# [Travail demandé]
**A)** Dans le texte sur La Traviata, recopiez à l'identique le passage allant de « La Traviata ! » à « la dernière représentation. ».
**B)** Répondez à ces questions d'après le texte sur La Traviata :
(i) De quelle œuvre, et de quel auteur, Verdi a-t-il tiré son héroïne ?
(ii) Qui est le patron de la maison d'opéra de Bruxelles ?
(iii) Quelle scène la présence d'une petite fille est-elle censée représenter ?
**C)** Poursuivez le texte sur La Traviata à partir de sa dernière phrase.

# [Texte proposé]
·····
La Traviata ! Le nom seul de l’héroïne « dévoyée » que Verdi tira de « La Dame aux Camélias » d’Alexandre Dumas attire les foules et garantit à la maison qui la programme de faire le plein. Comme la Carmen que Bizet dénicha dans une nouvelle de Prosper Mérimée et qui devint l’opéra le plus joué au monde. Les directeurs d’institutions lyriques connaissent leur cible. Pratiquement dès l’ouverture de la location tout est complet. Même si la première est chahutée, abonnés et spectateurs occasionnels viennent occuper leurs places jusqu’à la dernière représentation.
Ainsi, pour des raisons diamétralement opposées, Carmen à Paris (voir WT Carmen de Georges Bizet d’après la nouvelle de Prosper Mérimée du 6 décembre 2013) et La Traviata à Bruxelles soulevèrent des tempêtes de protestations. Tandis qu’on déplorait à Bastille la platitude d’une mise en scène sans relief, on s’offusquait à Bruxelles de partis- pris d’un goût douteux. A tel point que Peter de Caluwe, patron de la maison, prit la précaution de distribuer à son public un avertissement sous forme de tract pour dédouaner la production du sujet qui fit scandale : la présence d’une petite fille au cours d’une scène de débauche sadomasochiste censée représenter, à la fin du deuxième acte, le célèbre bal chez Flora. Selon lui, il ne s’agirait que de théâtre, un théâtre en miroir de notre société de consommation où les enfants se trouvent « en confrontation constante au sexe, à la violence, l’argent, la négation de la dignité humaine » (sic).
·····
# [Lignes fournies]
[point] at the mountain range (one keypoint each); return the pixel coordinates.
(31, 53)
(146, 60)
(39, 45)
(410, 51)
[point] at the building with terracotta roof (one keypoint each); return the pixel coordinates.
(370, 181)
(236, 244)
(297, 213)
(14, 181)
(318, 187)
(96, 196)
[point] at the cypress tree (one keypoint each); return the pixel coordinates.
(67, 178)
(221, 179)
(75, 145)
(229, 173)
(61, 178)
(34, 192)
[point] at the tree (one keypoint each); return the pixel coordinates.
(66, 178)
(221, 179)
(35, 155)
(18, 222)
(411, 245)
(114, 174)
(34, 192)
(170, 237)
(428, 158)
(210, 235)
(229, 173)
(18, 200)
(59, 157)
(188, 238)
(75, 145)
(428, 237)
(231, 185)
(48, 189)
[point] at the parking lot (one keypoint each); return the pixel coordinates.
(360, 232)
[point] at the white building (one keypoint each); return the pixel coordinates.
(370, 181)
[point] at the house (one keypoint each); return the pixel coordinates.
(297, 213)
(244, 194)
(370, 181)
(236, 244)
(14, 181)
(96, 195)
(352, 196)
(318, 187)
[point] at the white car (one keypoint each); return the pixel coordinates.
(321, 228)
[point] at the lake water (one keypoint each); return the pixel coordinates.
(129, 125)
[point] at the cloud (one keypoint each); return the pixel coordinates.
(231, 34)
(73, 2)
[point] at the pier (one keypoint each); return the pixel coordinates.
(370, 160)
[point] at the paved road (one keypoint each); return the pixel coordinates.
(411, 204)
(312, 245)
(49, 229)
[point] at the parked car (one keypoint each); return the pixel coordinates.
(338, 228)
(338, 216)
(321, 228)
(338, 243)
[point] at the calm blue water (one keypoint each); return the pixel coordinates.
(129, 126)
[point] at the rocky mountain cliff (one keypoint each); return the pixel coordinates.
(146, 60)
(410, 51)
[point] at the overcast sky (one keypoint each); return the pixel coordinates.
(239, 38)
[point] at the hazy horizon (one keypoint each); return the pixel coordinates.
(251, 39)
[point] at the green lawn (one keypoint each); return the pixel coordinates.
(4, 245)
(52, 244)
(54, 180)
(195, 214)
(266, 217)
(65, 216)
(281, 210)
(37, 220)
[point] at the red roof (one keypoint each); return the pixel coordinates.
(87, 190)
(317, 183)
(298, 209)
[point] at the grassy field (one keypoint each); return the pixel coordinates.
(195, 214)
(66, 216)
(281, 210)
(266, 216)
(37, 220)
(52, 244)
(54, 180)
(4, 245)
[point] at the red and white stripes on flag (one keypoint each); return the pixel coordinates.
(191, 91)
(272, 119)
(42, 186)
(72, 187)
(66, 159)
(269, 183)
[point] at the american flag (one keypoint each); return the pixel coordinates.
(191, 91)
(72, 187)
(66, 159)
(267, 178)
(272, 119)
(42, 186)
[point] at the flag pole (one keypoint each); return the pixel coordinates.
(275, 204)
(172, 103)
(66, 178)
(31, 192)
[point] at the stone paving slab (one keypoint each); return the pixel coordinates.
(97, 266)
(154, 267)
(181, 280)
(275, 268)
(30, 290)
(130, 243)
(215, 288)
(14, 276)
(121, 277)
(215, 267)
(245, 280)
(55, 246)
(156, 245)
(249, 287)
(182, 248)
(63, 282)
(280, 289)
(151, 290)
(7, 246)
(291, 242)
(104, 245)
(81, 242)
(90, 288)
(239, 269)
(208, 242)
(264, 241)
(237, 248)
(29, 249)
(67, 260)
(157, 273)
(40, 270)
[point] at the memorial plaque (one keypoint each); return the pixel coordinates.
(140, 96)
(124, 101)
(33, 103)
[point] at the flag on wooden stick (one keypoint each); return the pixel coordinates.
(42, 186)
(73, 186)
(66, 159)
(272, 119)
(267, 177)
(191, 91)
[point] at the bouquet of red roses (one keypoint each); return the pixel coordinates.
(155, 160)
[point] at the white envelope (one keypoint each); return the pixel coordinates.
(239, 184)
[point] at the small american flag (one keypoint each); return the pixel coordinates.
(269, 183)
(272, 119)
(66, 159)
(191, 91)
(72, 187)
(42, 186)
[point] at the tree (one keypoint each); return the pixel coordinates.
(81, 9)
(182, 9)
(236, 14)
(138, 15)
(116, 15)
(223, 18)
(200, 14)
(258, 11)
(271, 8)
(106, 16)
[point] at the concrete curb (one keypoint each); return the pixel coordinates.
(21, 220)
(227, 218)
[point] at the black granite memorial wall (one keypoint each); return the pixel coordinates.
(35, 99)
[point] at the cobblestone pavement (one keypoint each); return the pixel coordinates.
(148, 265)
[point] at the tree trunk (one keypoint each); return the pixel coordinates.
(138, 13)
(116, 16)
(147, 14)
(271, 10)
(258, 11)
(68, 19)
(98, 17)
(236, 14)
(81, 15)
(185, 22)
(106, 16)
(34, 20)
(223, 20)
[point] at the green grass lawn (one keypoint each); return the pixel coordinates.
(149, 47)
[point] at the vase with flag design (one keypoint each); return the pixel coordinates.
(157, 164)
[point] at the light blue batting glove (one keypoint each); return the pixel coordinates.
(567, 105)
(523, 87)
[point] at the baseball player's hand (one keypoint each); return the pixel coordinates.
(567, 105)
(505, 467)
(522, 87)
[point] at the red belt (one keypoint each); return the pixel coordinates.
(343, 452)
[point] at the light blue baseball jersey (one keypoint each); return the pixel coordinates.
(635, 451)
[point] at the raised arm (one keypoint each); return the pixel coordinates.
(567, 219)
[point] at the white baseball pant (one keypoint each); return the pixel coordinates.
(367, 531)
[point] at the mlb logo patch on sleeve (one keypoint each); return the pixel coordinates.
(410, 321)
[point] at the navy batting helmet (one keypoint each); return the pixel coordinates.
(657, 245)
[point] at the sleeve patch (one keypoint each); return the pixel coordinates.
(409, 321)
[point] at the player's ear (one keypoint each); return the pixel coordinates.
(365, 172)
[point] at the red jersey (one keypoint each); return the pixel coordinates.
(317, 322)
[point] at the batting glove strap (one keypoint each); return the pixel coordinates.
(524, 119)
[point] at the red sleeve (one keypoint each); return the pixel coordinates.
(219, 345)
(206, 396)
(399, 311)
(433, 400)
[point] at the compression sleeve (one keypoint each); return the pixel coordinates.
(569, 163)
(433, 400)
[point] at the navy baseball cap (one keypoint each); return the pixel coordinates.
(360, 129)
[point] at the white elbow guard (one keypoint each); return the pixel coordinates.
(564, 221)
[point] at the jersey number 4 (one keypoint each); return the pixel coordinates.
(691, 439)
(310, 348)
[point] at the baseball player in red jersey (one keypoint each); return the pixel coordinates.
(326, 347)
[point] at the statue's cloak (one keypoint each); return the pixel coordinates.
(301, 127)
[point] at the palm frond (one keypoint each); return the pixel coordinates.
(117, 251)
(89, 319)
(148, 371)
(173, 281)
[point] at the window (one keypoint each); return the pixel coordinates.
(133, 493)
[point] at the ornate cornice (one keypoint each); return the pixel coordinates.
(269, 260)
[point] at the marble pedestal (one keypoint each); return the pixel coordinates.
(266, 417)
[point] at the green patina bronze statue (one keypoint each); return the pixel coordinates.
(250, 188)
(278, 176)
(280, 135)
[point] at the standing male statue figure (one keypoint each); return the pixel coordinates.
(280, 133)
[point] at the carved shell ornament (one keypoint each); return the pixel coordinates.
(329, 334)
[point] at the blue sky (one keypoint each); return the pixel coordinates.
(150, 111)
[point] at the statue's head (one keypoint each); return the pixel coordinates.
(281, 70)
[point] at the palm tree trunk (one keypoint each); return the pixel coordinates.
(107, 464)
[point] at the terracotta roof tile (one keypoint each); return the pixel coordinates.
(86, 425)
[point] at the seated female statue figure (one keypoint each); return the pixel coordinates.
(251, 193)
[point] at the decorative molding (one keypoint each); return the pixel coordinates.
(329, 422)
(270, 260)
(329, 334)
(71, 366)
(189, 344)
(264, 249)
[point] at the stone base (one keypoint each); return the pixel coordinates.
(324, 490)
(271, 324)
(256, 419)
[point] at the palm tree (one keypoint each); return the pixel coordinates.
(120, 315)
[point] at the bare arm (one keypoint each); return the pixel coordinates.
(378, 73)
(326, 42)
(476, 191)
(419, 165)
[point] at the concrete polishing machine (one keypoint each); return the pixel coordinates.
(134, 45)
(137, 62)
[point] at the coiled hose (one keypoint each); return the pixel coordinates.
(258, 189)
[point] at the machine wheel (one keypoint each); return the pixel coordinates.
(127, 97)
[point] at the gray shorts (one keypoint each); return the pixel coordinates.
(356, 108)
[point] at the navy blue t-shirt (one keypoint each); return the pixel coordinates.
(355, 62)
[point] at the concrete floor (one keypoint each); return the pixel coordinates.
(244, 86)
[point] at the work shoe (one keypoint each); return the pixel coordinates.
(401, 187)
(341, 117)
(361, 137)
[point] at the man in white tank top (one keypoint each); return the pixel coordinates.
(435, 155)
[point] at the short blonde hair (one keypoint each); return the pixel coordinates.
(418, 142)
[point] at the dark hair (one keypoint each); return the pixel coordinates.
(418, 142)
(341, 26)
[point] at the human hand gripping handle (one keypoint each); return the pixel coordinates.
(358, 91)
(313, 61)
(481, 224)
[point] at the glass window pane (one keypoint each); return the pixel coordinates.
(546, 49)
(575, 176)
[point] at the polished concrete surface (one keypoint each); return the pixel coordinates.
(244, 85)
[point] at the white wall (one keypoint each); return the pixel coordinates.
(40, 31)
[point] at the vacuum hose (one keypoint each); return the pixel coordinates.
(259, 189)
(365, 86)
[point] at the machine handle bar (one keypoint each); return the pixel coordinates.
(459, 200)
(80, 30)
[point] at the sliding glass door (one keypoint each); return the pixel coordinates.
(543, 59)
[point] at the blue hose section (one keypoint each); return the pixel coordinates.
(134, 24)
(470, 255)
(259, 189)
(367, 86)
·····
# [Réponses]
**A)**
La Traviata ! Le nom seul de l’héroïne « dévoyée » que Verdi tira de « La Dame aux Camélias » d’Alexandre Dumas attire les foules et garantit à la maison qui la programme de faire le plein. Comme la Carmen que Bizet dénicha dans une nouvelle de Prosper Mérimée et qui devint l’opéra le plus joué au monde. Les directeurs d’institutions lyriques connaissent leur cible. Pratiquement dès l’ouverture de la location tout est complet. Même si la première est chahutée, abonnés et spectateurs occasionnels viennent occuper leurs places jusqu’à la dernière représentation.

**B)**
(i) De « La Dame aux Camélias » d'Alexandre Dumas.
(ii) Peter de Caluwe.
(iii) Le célèbre bal chez Flora, à la fin du deuxième acte.

**C)**
Dont acte. L’auteur de l’adaptation à scandale de La Monnaie s’appelle Andrea Breth, metteur en scène vedette en Allemagne, qui avait déjà dans le même théâtre collé des visions d’apocalypse sociale sur une Katia Kabanova de Janacek de fâcheuse mémoire (voir WT Kat’a Kabanova de Leos Janacek du 2 novembre 2010). Elle aime scruter les œuvres à la loupe de la déchéance, transposer les faits racontés en faits divers, de préférence sordides.
Courtisane, demi-mondaine, escort-girl
Qui est, Violetta, ex-Marguerite Gautier, surnommée par Verdi « celle qui est de travers, qui ne marche plus droit" ? Une jolie femme entretenue pour un ou des amants qui lui offrent un grand train de vie. On l’appelait courtisane à la mi-temps du 19ème siècle. Quelques années plus tard elle allait devenir une « demi-mondaine ». Andrea Breth en fait une putain d’aujourd’hui. Une « escort girl », prostituée de luxe qui, de vitrines en parties fines, œuvre au service de la clientèle friquée d’hôtels étoilés.
Pourquoi pas ? Les transpositions, grands écarts dans le temps et l’espace, de sujets de théâtre ou d’opéra sont monnaie courante depuis une quarantaine d’années. De Patrice Chéreau à Krzysztof Warlikowski, on a assisté aux « rajeunissements » du répertoire les plus divers, des plus poétiques aux plus provocateurs ou farfelus. Chaque metteur en scène lui imprime sa spécificité. Celle d’Andrea Breth semble naître d’un réalisme radical doublé d’un besoin de démonstration. Une allusion stylisée ne lui suffit pas. Elle lui faut étaler visuellement les preuves des transferts qu’elle opère.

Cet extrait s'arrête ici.